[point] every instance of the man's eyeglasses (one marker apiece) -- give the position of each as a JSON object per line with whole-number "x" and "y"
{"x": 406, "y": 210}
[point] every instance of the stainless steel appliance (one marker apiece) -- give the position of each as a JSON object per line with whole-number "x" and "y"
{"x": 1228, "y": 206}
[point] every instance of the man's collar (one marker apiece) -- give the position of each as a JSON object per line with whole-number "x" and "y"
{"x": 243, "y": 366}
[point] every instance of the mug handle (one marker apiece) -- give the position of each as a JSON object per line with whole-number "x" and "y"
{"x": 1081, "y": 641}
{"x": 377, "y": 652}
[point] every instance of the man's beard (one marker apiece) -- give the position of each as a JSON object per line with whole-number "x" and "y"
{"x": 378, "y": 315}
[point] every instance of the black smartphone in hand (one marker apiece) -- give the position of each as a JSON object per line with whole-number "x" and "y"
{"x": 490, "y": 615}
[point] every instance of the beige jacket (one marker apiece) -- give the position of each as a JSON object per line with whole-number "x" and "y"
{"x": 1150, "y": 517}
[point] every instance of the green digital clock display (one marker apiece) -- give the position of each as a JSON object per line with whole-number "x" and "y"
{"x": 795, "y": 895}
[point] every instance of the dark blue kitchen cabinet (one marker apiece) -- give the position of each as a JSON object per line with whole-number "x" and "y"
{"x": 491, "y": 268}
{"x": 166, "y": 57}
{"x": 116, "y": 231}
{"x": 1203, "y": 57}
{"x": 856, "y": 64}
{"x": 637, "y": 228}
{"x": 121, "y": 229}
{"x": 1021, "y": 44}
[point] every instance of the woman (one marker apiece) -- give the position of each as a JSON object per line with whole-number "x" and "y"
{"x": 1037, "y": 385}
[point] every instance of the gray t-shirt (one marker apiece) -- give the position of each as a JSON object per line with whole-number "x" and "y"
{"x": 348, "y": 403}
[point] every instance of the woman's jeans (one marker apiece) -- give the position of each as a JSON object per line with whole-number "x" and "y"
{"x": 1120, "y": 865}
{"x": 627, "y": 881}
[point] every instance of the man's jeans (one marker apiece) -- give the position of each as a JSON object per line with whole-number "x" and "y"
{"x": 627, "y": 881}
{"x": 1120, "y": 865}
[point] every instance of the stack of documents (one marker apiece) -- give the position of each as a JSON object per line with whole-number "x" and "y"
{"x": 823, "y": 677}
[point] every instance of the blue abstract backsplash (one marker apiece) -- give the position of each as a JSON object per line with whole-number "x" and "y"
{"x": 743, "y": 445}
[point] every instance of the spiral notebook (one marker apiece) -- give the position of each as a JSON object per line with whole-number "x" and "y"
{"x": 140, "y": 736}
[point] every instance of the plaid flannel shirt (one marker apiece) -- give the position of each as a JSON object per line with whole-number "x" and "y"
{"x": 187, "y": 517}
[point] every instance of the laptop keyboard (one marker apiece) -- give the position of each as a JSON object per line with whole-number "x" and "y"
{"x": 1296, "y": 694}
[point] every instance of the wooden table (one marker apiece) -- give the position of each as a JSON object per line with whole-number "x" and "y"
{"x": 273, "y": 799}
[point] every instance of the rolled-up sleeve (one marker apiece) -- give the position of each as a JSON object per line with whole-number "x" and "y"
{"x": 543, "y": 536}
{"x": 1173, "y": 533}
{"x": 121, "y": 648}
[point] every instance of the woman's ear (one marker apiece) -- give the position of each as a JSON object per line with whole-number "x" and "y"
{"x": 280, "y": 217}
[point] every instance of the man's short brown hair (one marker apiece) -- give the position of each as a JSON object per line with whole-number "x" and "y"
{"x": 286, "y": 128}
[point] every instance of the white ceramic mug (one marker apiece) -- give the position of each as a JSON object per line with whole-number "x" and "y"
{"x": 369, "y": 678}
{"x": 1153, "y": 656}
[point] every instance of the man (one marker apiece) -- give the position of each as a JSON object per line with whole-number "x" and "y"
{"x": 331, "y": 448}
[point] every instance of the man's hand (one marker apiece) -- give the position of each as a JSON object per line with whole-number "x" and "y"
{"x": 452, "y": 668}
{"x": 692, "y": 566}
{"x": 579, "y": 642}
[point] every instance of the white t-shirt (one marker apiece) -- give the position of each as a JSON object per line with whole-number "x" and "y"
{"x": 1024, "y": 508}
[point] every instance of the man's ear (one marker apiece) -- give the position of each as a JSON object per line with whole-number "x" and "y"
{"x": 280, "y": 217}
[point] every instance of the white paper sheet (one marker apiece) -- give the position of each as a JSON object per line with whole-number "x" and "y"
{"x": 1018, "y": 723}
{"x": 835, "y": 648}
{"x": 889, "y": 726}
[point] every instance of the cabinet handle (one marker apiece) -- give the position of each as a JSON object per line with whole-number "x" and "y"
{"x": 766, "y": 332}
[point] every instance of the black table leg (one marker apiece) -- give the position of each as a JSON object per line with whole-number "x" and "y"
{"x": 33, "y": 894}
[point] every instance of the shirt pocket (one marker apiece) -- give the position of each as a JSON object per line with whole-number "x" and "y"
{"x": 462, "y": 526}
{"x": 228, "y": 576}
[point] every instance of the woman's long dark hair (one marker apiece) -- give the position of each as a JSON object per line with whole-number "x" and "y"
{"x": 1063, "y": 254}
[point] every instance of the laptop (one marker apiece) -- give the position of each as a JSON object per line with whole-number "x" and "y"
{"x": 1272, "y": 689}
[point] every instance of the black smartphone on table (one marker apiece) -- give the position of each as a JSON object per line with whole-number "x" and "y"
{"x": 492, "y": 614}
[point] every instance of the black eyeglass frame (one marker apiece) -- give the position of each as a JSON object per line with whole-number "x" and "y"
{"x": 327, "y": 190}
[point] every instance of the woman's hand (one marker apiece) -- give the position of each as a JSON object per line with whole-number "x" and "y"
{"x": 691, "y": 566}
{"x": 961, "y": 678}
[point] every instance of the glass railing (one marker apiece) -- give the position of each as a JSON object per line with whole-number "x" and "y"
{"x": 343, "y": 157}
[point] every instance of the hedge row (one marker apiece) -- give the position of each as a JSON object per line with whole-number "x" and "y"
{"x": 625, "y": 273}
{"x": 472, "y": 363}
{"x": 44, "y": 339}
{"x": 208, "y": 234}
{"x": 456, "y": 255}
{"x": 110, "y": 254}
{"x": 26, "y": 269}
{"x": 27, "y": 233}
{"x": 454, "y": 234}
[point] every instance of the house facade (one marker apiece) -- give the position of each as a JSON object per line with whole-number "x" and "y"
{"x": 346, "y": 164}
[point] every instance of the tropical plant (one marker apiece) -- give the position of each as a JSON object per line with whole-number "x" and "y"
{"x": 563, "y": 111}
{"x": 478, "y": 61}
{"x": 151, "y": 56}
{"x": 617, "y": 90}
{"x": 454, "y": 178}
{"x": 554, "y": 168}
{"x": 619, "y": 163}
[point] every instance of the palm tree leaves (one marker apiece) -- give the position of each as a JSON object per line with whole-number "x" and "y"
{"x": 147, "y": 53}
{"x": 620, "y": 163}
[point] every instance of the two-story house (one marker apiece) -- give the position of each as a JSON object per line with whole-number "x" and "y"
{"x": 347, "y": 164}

------------------------------------------------

_What you need to do_
Quote the listing in full, please, keeping every line exact.

_Exercise output_
[point] every instance of the man's eyeglasses (one marker apiece) -- give the position of each as a JSON object per line with whole-number "x" and "y"
{"x": 406, "y": 210}
[point] every instance of the stainless steel appliance (one marker apiece) -- give the position of each as a JSON object per line with whole-number "x" and "y"
{"x": 1228, "y": 206}
[point] every instance of the man's collar (one marker apiece) -- give the position of each as a JSON object per line with whole-number "x" and "y"
{"x": 243, "y": 366}
[point] every instance of the mug handle (one marker apiece) -- give the position of each as a JSON object per line with whole-number "x" and "y"
{"x": 1081, "y": 641}
{"x": 377, "y": 652}
[point] every instance of the man's beard (one marker apiece) -- give the position of each as a JSON object per line with whole-number "x" and "y"
{"x": 378, "y": 315}
[point] every instance of the black smartphone in hand (one marker apiece) -- give the position of each as a JSON object per line with whole-number "x" and "y"
{"x": 490, "y": 615}
[point] every instance of the beige jacket (one marker apiece) -- give the position of each as a JSON object per line with whole-number "x" and "y"
{"x": 1150, "y": 517}
[point] every instance of the green digital clock display (one marker apiece) -- give the position of each as a JSON object per line with whole-number "x" and "y"
{"x": 795, "y": 895}
[point] every instance of the dark blue kitchen cabinet (one marker apiece) -- give the position of each as a JSON object per line with whole-number "x" and "y"
{"x": 491, "y": 268}
{"x": 166, "y": 57}
{"x": 116, "y": 231}
{"x": 1203, "y": 57}
{"x": 856, "y": 64}
{"x": 637, "y": 228}
{"x": 121, "y": 229}
{"x": 1021, "y": 44}
[point] every instance of the woman (one marker apiece) -- give the position of each as a JSON object per line with whole-number "x" and "y"
{"x": 1037, "y": 385}
[point] every instance of the gray t-shirt (one marker apiece) -- give the position of each as a JSON object per line with whole-number "x" and "y"
{"x": 348, "y": 403}
[point] every instance of the woman's jeans (one marker apiece) -- give the position of each as a JSON object per line with whole-number "x" and "y"
{"x": 1120, "y": 865}
{"x": 627, "y": 881}
[point] every instance of the man's jeans (one marker apiece) -- give the position of each as a JSON object per line with whole-number "x" and "y"
{"x": 627, "y": 881}
{"x": 1120, "y": 865}
[point] every instance of the stack of documents (one marker apiece) -- give the position of each as a JSON object per line with whole-number "x" and "y"
{"x": 823, "y": 677}
[point] every instance of the blue abstract backsplash (one marker apiece) -- give the position of each as a JSON object per line with whole-number "x" and "y"
{"x": 743, "y": 445}
[point] every instance of the spiral notebook (one marker apiece) -- give the position of each as a JSON object per line with whole-number "x" and "y"
{"x": 140, "y": 736}
[point] every instance of the plaid flannel shirt (one marker apiece) -- give the position of each as a JSON object per line with whole-number "x" and "y"
{"x": 187, "y": 517}
[point] every instance of the laptop keyboard (one marker apiece) -- give the position of each as a JSON object per line with whole-number "x" and "y"
{"x": 1296, "y": 694}
[point] every instance of the wooden table (one marker apiece) -- give the position of each as a JSON object per line with whole-number "x" and "y"
{"x": 273, "y": 799}
[point] every instance of the rolled-up sleeve (one marker apiece) -- give the position of each as a JSON object per line with whole-number "x" and "y"
{"x": 543, "y": 536}
{"x": 1173, "y": 533}
{"x": 121, "y": 648}
[point] every instance of the woman's ear (one marker apiece) -- give the position of each as a JSON object per line with whole-number "x" and "y"
{"x": 280, "y": 217}
[point] every instance of the man's short brown hair (one marker apiece) -- give the position of each as a JSON object per line with whole-number "x" and "y"
{"x": 286, "y": 128}
[point] every instance of the white ceramic mug (one marker apiece) -- give the position of each as a JSON object per line with whole-number "x" and "y"
{"x": 369, "y": 678}
{"x": 1153, "y": 656}
[point] every instance of the man (one marker apiece) -- give the position of each as a JSON object per line with whole-number "x" and "y"
{"x": 331, "y": 448}
[point] every instance of the man's hand (one marker apiece) -- give the position of each as a JSON object per line with whole-number "x" and "y"
{"x": 452, "y": 668}
{"x": 692, "y": 566}
{"x": 579, "y": 642}
[point] every instance of the white t-shirt (one marker apiece) -- give the position of each as a JSON object per line with whole-number "x" and "y"
{"x": 1024, "y": 508}
[point] every instance of the man's ear (one marker apiece) -- give the position of each as a JSON object per line with whole-number "x" and "y"
{"x": 280, "y": 217}
[point] every instance of the white paper sheet (one marker apiece) -- give the position of each as a JSON object per line with whole-number "x" and "y"
{"x": 1018, "y": 723}
{"x": 835, "y": 648}
{"x": 889, "y": 726}
[point] every instance of the cabinet handle (one marker apiece) -- give the position of each as a JSON object per line with whole-number "x" and "y"
{"x": 766, "y": 332}
[point] every instance of the black table leg (one marker apiece) -- give the position of each as a JSON object per line with whole-number "x" and "y"
{"x": 33, "y": 894}
[point] every instance of the shirt pocket (one marker apiece) -- give the position of each as a JSON object per line with whole-number "x" and "y"
{"x": 462, "y": 526}
{"x": 228, "y": 576}
[point] every instance of the woman's long dark hair (one marker apiece) -- give the position of each as a JSON object per line with whole-number "x" and "y"
{"x": 1063, "y": 254}
[point] every instance of the laptop (one marker apiece) -- give the position of each as a JSON object per line with whole-number "x" and "y"
{"x": 1272, "y": 689}
[point] every instance of the black smartphone on table (one marker apiece) -- give the position of each as a JSON object per line with whole-number "x" and "y"
{"x": 492, "y": 614}
[point] every instance of the black eyeglass frame (one marker apiece) -- give the position of each as a JSON object per line with whole-number "x" and "y"
{"x": 327, "y": 190}
[point] every instance of the woman's hand (one marker apiece) -- give the position of each as a JSON object per line with whole-number "x" and "y"
{"x": 691, "y": 566}
{"x": 961, "y": 678}
[point] every instance of the glass railing (one marker apiece) -- give the position of each as a JSON object per line with whole-number "x" and "y"
{"x": 343, "y": 157}
[point] every instance of the hedge row (one marker apiece) -- give the position of each as a JSON object per line with whole-number "x" and "y"
{"x": 625, "y": 273}
{"x": 472, "y": 363}
{"x": 44, "y": 339}
{"x": 208, "y": 234}
{"x": 456, "y": 255}
{"x": 110, "y": 254}
{"x": 26, "y": 269}
{"x": 27, "y": 233}
{"x": 454, "y": 234}
[point] every instance of the house facade (one marker apiece) -- give the position of each as a JSON object per line with whole-number "x" and "y"
{"x": 346, "y": 164}
[point] every instance of the tropical plant (one marker apiece) -- give the position of each as a JSON object per line with whole-number "x" and "y"
{"x": 563, "y": 111}
{"x": 478, "y": 61}
{"x": 151, "y": 56}
{"x": 617, "y": 90}
{"x": 454, "y": 178}
{"x": 554, "y": 168}
{"x": 619, "y": 163}
[point] every instance of the palm tree leaves (one marker apiece) -- give the position of each as a JSON object per line with whole-number "x" and "y"
{"x": 147, "y": 53}
{"x": 620, "y": 163}
[point] every instance of the two-story house (one marker apiece) -- give the position of each as a JSON object per line with whole-number "x" and "y"
{"x": 347, "y": 164}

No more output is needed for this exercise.